<<<<
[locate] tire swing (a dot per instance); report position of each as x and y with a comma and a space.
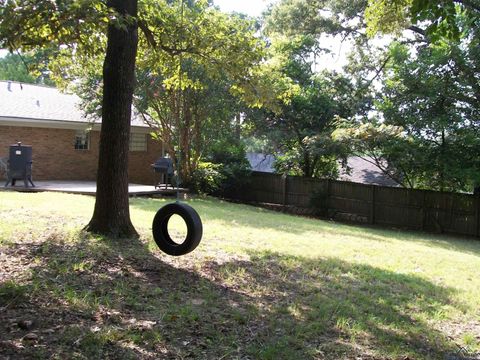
>>>>
<<<<
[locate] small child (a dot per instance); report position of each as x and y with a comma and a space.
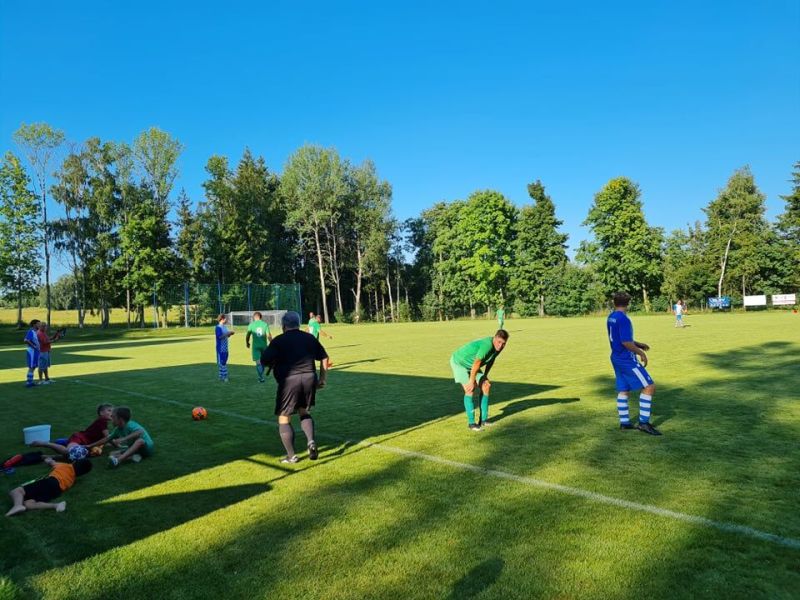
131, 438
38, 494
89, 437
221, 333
>>>>
<<<<
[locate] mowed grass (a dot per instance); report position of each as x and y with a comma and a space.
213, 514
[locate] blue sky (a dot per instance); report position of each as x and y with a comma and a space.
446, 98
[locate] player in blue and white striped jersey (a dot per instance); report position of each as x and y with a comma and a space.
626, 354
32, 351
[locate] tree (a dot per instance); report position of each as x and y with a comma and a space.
>>>>
◆ **Task description**: Substitute "shirt" for "jersey" in the part of the data that opens with the line containing "[locate] mowed grass" and closes with the line containing "[locate] tree (a", keeping everything else unchanged. Give only those lines.

◆ **Response to the task**:
[locate] mowed grass (a dot per instance); report position of each as x and y with a comma and a space.
213, 514
[locate] blue sky (a dot per instance); report position of each as x and y with a comma and a space.
446, 98
[locate] player in blue and white striped shirt (a dot per instance); report position of each as x and y with a comma and a space.
626, 354
32, 351
[locate] tree (a dot per instance); report position of each as x and y with a comma and a space.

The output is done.